WORK ORDER:
Go through the data below and return each line where the string "chairs" appears.

DATA EXTRACT:
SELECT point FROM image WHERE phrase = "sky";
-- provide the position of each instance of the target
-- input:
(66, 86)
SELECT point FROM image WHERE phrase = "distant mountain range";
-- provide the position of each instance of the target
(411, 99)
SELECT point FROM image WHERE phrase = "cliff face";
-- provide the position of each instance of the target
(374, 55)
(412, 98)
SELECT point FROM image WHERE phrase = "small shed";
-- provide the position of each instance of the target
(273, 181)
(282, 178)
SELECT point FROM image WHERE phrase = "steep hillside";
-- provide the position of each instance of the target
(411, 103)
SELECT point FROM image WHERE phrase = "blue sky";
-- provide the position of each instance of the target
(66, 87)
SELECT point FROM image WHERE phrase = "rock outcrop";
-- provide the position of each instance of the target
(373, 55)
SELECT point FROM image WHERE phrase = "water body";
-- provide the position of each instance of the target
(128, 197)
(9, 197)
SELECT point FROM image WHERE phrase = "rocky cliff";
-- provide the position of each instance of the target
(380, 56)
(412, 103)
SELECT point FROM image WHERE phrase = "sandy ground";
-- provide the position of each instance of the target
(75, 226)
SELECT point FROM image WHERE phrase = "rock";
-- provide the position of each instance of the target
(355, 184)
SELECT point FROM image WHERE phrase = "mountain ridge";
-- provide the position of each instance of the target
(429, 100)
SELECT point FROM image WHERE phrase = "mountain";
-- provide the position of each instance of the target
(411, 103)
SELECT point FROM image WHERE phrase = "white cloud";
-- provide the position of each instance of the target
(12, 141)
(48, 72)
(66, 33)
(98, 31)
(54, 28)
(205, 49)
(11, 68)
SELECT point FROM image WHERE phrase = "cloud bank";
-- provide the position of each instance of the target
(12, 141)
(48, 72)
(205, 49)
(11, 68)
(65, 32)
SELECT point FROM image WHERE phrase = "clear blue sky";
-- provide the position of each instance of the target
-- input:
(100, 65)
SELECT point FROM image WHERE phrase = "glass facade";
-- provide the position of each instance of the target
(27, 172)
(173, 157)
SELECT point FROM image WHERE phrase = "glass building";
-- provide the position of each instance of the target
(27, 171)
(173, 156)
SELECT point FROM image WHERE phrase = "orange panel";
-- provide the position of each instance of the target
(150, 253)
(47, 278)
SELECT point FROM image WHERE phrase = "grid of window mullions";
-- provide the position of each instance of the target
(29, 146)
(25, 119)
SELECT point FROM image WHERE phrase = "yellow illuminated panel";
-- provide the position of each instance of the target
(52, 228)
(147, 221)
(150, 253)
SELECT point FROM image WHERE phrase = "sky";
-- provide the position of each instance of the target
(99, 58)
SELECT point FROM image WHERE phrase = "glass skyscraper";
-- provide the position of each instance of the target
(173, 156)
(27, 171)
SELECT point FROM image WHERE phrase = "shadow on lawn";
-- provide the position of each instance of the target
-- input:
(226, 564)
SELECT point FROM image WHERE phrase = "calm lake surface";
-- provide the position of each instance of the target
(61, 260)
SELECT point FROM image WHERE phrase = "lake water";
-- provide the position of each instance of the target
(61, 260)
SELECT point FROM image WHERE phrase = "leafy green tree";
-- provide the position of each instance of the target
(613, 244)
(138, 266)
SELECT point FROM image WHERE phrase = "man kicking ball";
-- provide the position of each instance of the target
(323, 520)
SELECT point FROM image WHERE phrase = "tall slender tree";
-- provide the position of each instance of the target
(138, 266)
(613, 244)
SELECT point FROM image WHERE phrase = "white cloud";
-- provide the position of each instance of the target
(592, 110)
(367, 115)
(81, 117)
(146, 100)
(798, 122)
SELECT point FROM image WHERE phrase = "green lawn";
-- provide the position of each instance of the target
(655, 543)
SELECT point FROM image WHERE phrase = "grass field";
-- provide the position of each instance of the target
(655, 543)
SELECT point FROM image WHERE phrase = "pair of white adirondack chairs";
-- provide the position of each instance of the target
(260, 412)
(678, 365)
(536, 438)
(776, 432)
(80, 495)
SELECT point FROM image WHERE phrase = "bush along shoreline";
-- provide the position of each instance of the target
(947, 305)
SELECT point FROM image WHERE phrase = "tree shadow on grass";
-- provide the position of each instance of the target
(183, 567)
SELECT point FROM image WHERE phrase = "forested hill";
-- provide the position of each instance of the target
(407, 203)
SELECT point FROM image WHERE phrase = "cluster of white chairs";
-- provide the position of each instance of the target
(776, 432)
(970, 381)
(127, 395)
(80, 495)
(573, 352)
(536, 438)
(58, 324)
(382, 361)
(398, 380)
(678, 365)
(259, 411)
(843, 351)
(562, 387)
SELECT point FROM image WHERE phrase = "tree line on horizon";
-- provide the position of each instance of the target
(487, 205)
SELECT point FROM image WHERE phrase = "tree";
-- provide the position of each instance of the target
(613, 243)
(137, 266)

RESPONSE BELOW:
SELECT point FROM image WHERE phrase = "pair of white adirondack chairs";
SELECT point FROM image WHERE phrase = "cluster of white chairs";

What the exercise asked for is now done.